### [Task prompt]
Substitute "Class" for "Category" throughout the records below and write out their lines again with nothing else changed. Leave the pictures out.
>> START Dataset rows
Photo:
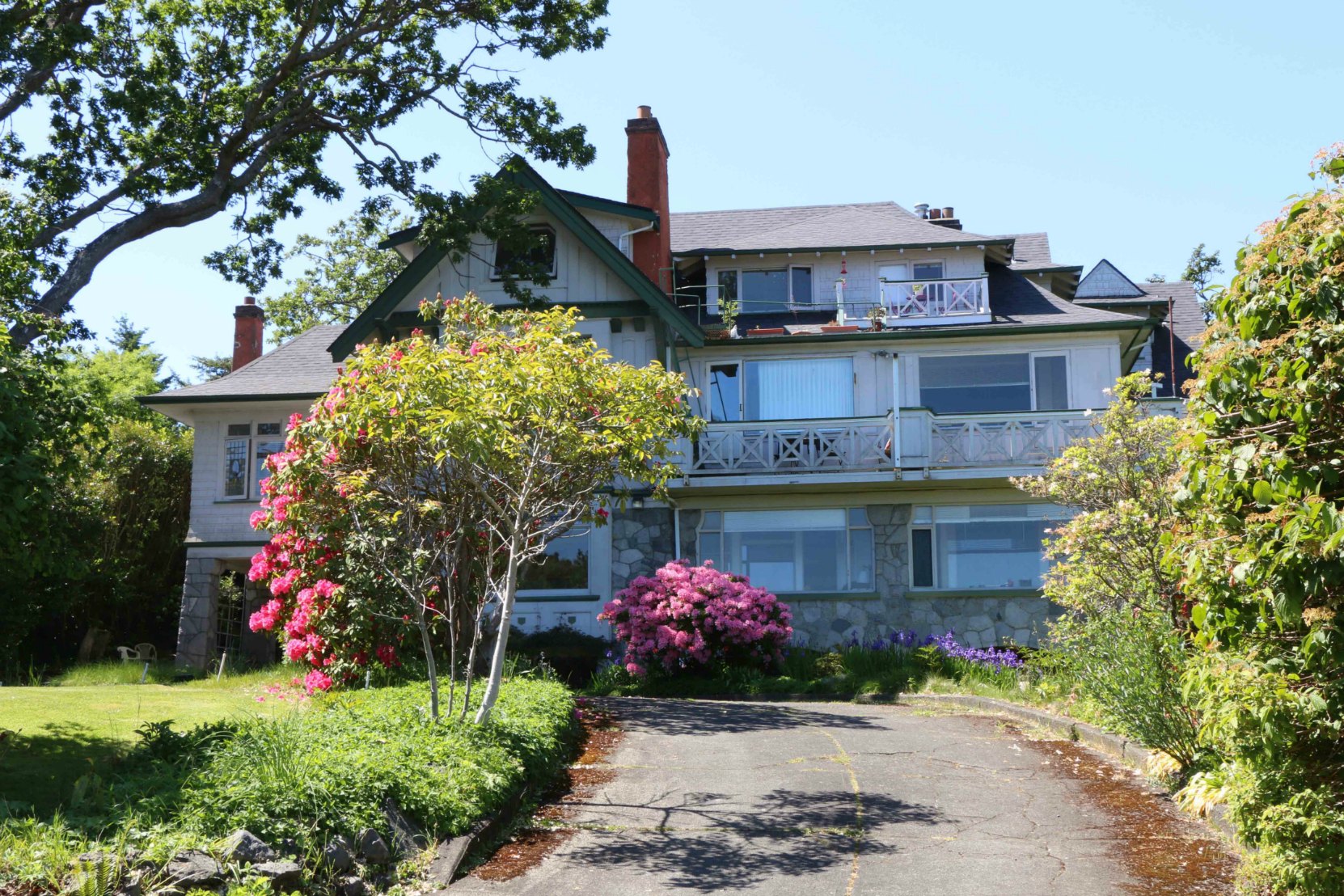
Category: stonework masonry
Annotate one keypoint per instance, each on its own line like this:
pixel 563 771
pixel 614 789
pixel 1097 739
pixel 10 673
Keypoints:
>> END Dataset rows
### [Response for this exercise]
Photo:
Class: stonework masonry
Annotate one keypoint per instance, each on its own line like this:
pixel 563 771
pixel 614 789
pixel 1097 739
pixel 10 673
Keypoints:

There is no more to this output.